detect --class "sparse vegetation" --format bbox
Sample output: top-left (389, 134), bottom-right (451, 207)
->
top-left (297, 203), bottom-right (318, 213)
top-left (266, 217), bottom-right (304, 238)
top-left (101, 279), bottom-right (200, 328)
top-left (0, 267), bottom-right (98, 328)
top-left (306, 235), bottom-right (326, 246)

- - - - - - -

_AIM OF THE EXERCISE:_ Please put every line of the items above into a Markdown table with the columns Row and Line. Number the rows and skip blank lines.

_SOLUTION TO THE EXERCISE:_
| Row | Line |
|---|---|
| 1 | detect --class "sparse vegetation" --format bbox |
| 2 | Sample output: top-left (389, 134), bottom-right (451, 207) |
| 3 | -> |
| 4 | top-left (297, 203), bottom-right (318, 213) |
| 5 | top-left (266, 217), bottom-right (304, 238) |
| 6 | top-left (101, 279), bottom-right (200, 328) |
| 7 | top-left (0, 267), bottom-right (98, 328) |
| 8 | top-left (306, 235), bottom-right (326, 246) |